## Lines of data
-=-=-
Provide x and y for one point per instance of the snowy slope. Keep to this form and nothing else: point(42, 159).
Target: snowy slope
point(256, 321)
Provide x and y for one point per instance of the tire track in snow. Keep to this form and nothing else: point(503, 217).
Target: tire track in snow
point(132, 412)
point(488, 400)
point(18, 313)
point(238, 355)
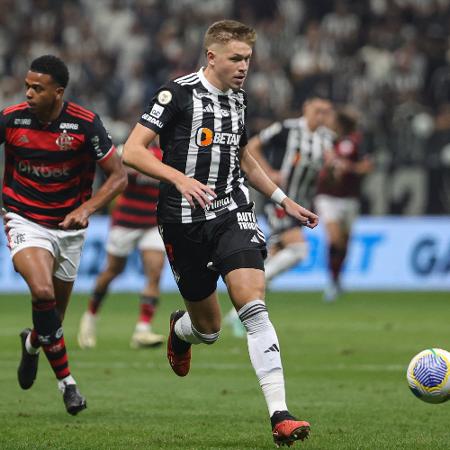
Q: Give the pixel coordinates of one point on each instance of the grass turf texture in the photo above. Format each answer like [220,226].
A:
[344,365]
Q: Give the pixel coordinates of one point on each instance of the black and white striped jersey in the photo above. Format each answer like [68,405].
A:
[298,152]
[201,130]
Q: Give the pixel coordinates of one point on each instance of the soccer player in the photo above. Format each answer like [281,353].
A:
-=-=-
## EXERCISE OBJECTIVE
Copy the lines above, putting "referee" in place of "soccer player" and changing nothing else. Leave the pictures out.

## FINAL RESULT
Provide x and y for one point per instance of the snowy slope. Keep to this form and nothing else: point(42, 159).
Target: snowy slope
point(256, 321)
Provide x and y for one point per instance of the tire track in snow. Keep to this form and nothing else: point(503, 217).
Target: tire track in snow
point(132, 412)
point(488, 400)
point(18, 313)
point(238, 355)
Q: Give the pixel coordinates of one point on each instance of the grass turf texture in the photo above. Format each answer like [220,226].
A:
[344,365]
Q: Give the pixel coordinates of one point on each instance of the black and white striped jersey in the photo above. Format each answer like [68,405].
A:
[298,152]
[201,130]
Q: Give the pixel coordinates of one point on each instance of the referee in the photo above. Format each answer like [281,353].
A:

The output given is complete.